• TASKS AND EXERCISES
A: Transcribe the Dragon Age discussion from "Yes, exactly...even though" up to and including "an isolated incident.".
B: In the Dragon Age discussion, what addiction does Cullen have?

Show off named characters first, then kill them and threaten them for dramatic effect.

 

Which is fair enough. Named faces matter more to players than anonymous people- this is old news. And for all the character drama and emotional trevails in DAI- Cassandra's fears with the Seekers, Cullen's lyrium addiction, Dorian's father confrontation- there's remarkably little threat to them- no foe we can't reasonably be sure of beating with PC-enabled ease. Except, perhaps, Flemeth- who's a special case all around- powerful, ambiguous, and seemingly unkillable.

Yes, exactly...even though that makes me sound so cold :( :mellow: I did have emotional investment in the companion quests, now that you mention them, but like you said, there were clear "correct" choices in them so the emotion was more "aww I'm sorry. Here, I chose option B, now it's all better" rather than "this is an awful situation and I'll do what I can to help, but even that won't be enough"

 

Though another thing DA 4 should add from DA 2 is more then one major character quest.  I would have loved in Inquisition had we gotten three cutscene heavy character quests that told an ongoing story instead of the one we got.  Probably wuld have made those characters feel even better if, say the awesome scenes in Dorian's quest and Cole's quest, felt like they had been built up from something rather then just an isolated incident.

• EXCERPTED DATA
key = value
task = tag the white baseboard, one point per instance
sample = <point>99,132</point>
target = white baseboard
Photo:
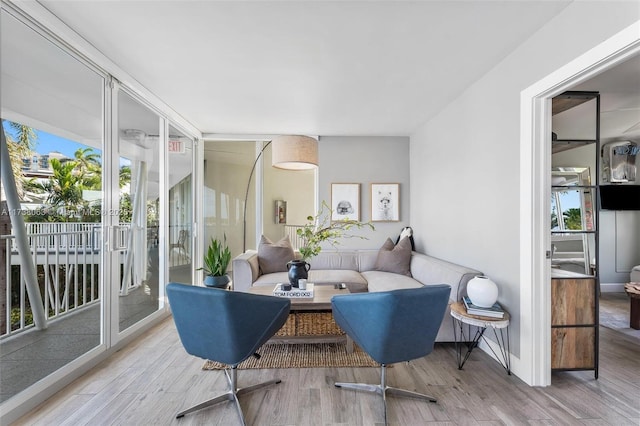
<point>612,287</point>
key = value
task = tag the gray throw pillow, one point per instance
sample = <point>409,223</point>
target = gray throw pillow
<point>273,257</point>
<point>395,258</point>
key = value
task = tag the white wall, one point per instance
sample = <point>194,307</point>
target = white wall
<point>297,188</point>
<point>366,160</point>
<point>465,161</point>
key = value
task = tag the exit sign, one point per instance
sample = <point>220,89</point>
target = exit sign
<point>176,146</point>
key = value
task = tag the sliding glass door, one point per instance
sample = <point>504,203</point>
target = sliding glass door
<point>136,234</point>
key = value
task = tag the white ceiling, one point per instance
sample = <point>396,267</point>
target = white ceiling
<point>324,68</point>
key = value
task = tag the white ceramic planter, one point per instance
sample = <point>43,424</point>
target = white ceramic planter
<point>482,291</point>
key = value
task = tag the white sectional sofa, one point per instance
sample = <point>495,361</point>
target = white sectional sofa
<point>356,268</point>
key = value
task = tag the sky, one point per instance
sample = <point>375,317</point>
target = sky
<point>46,143</point>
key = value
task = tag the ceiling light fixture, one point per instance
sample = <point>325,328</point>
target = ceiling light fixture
<point>289,153</point>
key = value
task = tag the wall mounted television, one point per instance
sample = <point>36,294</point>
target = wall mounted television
<point>619,197</point>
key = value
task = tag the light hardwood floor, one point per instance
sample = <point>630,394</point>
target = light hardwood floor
<point>148,382</point>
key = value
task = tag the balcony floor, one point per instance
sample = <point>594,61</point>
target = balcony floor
<point>153,378</point>
<point>31,355</point>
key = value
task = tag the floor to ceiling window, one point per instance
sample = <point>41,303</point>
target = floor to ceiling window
<point>139,211</point>
<point>52,112</point>
<point>181,230</point>
<point>93,190</point>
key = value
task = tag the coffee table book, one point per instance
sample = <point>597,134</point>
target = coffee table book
<point>294,292</point>
<point>495,311</point>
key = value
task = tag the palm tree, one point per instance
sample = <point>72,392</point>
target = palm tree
<point>572,219</point>
<point>18,149</point>
<point>65,186</point>
<point>89,167</point>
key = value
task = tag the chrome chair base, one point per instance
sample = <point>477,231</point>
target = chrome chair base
<point>384,390</point>
<point>231,395</point>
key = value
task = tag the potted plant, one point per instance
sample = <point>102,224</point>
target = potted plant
<point>320,229</point>
<point>216,260</point>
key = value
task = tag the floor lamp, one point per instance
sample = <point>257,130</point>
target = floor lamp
<point>289,153</point>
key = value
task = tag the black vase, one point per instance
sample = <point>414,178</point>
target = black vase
<point>297,269</point>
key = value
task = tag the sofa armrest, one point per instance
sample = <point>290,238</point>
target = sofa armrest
<point>246,270</point>
<point>430,270</point>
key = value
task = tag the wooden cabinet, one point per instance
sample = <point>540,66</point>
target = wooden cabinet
<point>574,324</point>
<point>574,234</point>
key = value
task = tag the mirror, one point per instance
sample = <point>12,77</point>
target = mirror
<point>571,215</point>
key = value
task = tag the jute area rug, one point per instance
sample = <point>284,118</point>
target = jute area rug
<point>303,355</point>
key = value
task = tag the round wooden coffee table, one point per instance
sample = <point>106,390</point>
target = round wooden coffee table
<point>479,324</point>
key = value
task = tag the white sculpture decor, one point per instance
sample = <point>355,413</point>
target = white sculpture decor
<point>482,291</point>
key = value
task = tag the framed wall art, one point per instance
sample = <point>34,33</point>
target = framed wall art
<point>385,202</point>
<point>345,201</point>
<point>281,212</point>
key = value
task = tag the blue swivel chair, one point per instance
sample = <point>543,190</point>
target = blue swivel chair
<point>227,327</point>
<point>392,326</point>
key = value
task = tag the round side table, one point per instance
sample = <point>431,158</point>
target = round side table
<point>477,325</point>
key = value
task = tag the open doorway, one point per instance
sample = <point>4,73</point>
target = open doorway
<point>535,179</point>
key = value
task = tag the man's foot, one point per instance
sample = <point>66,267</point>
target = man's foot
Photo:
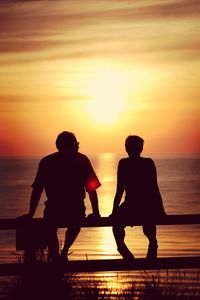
<point>125,253</point>
<point>64,256</point>
<point>152,251</point>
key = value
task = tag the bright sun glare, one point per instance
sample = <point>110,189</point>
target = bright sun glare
<point>107,96</point>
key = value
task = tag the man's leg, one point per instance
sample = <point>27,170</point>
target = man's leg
<point>53,243</point>
<point>70,236</point>
<point>119,234</point>
<point>150,232</point>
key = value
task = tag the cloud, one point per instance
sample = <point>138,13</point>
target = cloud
<point>88,29</point>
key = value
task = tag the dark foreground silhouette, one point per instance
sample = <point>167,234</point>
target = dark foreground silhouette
<point>136,176</point>
<point>65,176</point>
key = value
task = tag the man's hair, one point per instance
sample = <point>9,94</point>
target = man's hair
<point>66,140</point>
<point>134,143</point>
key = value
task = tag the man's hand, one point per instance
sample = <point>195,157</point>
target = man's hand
<point>93,216</point>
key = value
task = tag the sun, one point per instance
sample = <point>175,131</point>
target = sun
<point>107,96</point>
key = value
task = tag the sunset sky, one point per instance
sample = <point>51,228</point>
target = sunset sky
<point>102,69</point>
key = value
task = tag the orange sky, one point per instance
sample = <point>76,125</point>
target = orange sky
<point>101,69</point>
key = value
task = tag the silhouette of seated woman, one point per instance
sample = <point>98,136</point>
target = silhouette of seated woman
<point>136,176</point>
<point>66,176</point>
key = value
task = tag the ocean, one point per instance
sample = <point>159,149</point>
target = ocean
<point>179,182</point>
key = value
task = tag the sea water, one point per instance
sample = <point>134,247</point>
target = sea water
<point>179,182</point>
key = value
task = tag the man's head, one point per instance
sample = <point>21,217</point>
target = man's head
<point>134,145</point>
<point>66,141</point>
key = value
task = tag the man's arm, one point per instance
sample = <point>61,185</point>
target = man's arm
<point>94,203</point>
<point>117,199</point>
<point>35,197</point>
<point>120,188</point>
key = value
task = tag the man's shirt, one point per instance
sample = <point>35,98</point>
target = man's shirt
<point>66,178</point>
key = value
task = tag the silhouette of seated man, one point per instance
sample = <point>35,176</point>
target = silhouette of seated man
<point>65,175</point>
<point>136,176</point>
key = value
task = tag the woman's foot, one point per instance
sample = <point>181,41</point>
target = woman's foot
<point>125,252</point>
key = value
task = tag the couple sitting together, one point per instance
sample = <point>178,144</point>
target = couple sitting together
<point>67,175</point>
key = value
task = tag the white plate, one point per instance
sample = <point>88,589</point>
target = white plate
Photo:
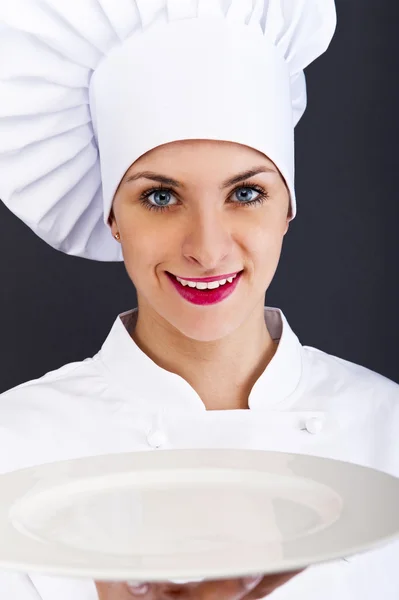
<point>189,514</point>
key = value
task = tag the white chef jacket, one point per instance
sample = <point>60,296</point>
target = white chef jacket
<point>305,401</point>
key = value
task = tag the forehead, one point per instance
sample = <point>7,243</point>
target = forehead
<point>192,156</point>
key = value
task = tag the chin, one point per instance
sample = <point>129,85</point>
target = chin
<point>206,329</point>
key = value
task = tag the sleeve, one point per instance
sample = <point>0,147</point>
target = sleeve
<point>17,586</point>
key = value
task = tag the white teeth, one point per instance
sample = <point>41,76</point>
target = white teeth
<point>200,285</point>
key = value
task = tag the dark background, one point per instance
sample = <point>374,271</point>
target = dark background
<point>337,281</point>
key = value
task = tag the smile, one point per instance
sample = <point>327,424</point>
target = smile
<point>205,293</point>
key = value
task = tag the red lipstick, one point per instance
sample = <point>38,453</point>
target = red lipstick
<point>205,297</point>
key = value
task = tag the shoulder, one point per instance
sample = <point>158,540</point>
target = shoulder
<point>48,416</point>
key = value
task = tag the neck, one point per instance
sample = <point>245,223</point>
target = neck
<point>222,372</point>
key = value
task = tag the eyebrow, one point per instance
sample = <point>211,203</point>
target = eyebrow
<point>225,184</point>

• RESULTS FOR EACH TASK
A:
Yes, exactly...even though that makes me sound so cold :( :mellow: I did have emotional investment in the companion quests, now that you mention them, but like you said, there were clear "correct" choices in them so the emotion was more "aww I'm sorry. Here, I chose option B, now it's all better" rather than "this is an awful situation and I'll do what I can to help, but even that won't be enough"

 

Though another thing DA 4 should add from DA 2 is more then one major character quest.  I would have loved in Inquisition had we gotten three cutscene heavy character quests that told an ongoing story instead of the one we got.  Probably wuld have made those characters feel even better if, say the awesome scenes in Dorian's quest and Cole's quest, felt like they had been built up from something rather then just an isolated incident.

B: Lyrium addiction.